## Schriftliche Aufgabe
Gib an, weshalb im gezeigten Textauszug die Haptik des Buches gelobt wird.

## Gezeigter Textauszug
● ● ●

Ich möchte gleich zu Anfang die Verarbeitung des Buches loben! Es hat eine tolle Haptik, weil bei der Papierstärke nicht gespart wurde. Außerdem ist es ein Hardcover- Buch und wirkt alles in allem sehr hochwertig verarbeitet. Darauf lege ich großen Wert und möchte es deshalb hervorheben, weil das heutzutage nicht mehr selbstverständlich ist.


Zum Inhalt:

1986: Ein Dorf, eine Jugend-Clique, ein neuer Lehrer an der Schule - C. J. Tudor vermittelt einem eingangs das Gefühl einer ganz typischen Kleinstadtidylle. Doch sofort darauf geht es los - ein Jahrmarkt kommt in die Stadt, ein tragischer Unfall passiert dort und plötzlich ist für Eddie, einer der Hauptprotagonisten, nichts mehr wie es war.

● ● ●

## Extrahierte Einträge
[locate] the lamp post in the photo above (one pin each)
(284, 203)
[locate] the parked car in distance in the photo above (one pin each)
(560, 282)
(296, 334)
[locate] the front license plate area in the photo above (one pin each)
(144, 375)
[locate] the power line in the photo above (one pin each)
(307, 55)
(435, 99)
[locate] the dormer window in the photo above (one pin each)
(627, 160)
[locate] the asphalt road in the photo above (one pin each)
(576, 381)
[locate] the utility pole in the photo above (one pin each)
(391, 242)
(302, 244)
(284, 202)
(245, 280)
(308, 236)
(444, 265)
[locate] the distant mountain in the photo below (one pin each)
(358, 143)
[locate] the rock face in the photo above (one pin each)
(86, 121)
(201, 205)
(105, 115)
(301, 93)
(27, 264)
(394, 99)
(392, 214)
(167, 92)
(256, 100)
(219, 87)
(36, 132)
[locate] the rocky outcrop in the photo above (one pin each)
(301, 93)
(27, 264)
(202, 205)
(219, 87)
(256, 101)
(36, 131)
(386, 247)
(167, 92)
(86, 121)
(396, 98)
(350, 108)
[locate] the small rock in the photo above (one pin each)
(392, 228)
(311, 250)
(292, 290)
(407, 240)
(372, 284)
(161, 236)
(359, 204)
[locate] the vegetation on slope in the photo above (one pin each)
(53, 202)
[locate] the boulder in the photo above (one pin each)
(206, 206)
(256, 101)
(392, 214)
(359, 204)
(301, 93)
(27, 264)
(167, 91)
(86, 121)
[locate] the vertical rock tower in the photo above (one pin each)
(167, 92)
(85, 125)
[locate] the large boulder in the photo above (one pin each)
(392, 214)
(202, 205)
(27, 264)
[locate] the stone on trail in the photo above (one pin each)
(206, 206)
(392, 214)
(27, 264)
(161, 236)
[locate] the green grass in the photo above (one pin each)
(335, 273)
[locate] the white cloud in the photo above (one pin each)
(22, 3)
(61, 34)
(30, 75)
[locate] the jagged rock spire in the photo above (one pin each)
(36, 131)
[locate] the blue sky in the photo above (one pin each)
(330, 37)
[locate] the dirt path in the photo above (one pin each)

● ● ●

## Endgültige Antwort
Bei der Papierstärke wurde nicht gespart.